Excerpts of location labeling data:

☆ ☆ ☆

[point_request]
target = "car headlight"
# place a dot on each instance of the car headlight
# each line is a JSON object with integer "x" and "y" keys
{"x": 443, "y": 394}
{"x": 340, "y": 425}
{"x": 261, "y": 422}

☆ ☆ ☆

DIRECTION: Output the lines of the data above as a JSON list of strings, with one string per line and blank lines omitted.

RESPONSE BELOW:
[
  "[point_request]",
  "target = \"car headlight\"",
  "# place a dot on each instance of the car headlight",
  "# each line is a JSON object with integer \"x\" and \"y\" keys",
  "{\"x\": 443, \"y\": 394}",
  "{\"x\": 340, \"y\": 425}",
  "{\"x\": 261, \"y\": 422}"
]